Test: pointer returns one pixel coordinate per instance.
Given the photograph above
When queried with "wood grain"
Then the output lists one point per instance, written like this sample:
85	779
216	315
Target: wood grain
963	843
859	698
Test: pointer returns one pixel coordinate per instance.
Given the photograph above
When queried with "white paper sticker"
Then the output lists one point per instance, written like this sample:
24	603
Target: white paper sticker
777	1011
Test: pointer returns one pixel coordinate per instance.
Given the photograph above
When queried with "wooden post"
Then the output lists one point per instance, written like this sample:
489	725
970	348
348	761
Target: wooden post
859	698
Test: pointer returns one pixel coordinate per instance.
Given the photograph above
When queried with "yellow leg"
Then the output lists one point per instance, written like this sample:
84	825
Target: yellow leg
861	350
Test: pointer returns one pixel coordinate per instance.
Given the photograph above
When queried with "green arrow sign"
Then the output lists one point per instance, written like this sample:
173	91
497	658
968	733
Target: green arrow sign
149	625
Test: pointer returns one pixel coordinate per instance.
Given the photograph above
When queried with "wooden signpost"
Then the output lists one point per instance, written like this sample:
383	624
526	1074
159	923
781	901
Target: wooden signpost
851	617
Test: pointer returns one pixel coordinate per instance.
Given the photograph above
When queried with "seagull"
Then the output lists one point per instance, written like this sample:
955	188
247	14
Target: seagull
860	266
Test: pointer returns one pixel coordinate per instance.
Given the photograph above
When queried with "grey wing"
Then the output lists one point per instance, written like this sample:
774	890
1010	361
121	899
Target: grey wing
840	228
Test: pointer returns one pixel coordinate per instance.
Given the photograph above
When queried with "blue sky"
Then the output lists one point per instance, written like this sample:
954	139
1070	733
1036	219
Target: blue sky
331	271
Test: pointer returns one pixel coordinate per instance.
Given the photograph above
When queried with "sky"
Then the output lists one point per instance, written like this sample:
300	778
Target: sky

__CHALLENGE__. Print all of the data exactly as it was given.

__EXERCISE ANSWER__.
Test: pointer returns one pixel coordinate per instance.
Given the photograph above
When queried with "wood grain"
Then the output lists one point per instance, written like this sample:
85	779
216	315
Target: wood grain
963	843
859	698
Test: pointer returns one pixel coordinate per instance.
Given the photograph above
When queried with "white paper sticker"
Then the output lists one point per instance, written like this sample:
24	603
Target: white paper sticker
777	1011
Test: pointer returns one pixel coordinate per instance.
Given the photograph above
When queried with "wooden post"
Then the output lists one point per instance, written like this sample:
489	725
970	348
348	761
Target: wooden post
859	698
Test: pointer returns one pixel coordinate per instance.
Given the photograph above
When queried with "yellow leg"
Then the output lists one point per instance, written like this sample:
84	825
Target: yellow leg
861	350
Test: pointer returns one pixel coordinate per instance.
Given the photograph above
When queried with "green arrow sign"
Then the output lists one point per instance, written like this sample:
173	91
497	658
968	733
Target: green arrow sign
149	625
Test: pointer returns one pixel coordinate per instance.
Given the photograph above
When queried with "wooden signpost"
Then the output lists one point per instance, written like this sample:
383	624
526	1074
159	923
781	901
Target: wooden signpost
851	617
Test: pointer returns one pixel coordinate per instance.
Given the photograph above
When queried with "seagull"
Then the output lists one point per instance, written like this sample:
955	188
247	14
Target: seagull
860	266
Test: pointer returns one pixel coordinate per instance.
Given the photograph above
When queried with "grey wing"
Then the output lists one point per instance, written like this sample:
774	890
1010	361
121	899
Target: grey wing
840	228
Test: pointer returns one pixel coordinate per instance.
Given the photograph above
When queried with "blue sky"
Then the output lists one point per instance, written like this sample:
954	139
1070	733
1036	219
Target: blue sky
331	271
Test: pointer returns one pixel coordinate per instance.
Given the photograph above
When queried with "sky"
Then the output lists one point per instance, written like this sample:
300	778
Target: sky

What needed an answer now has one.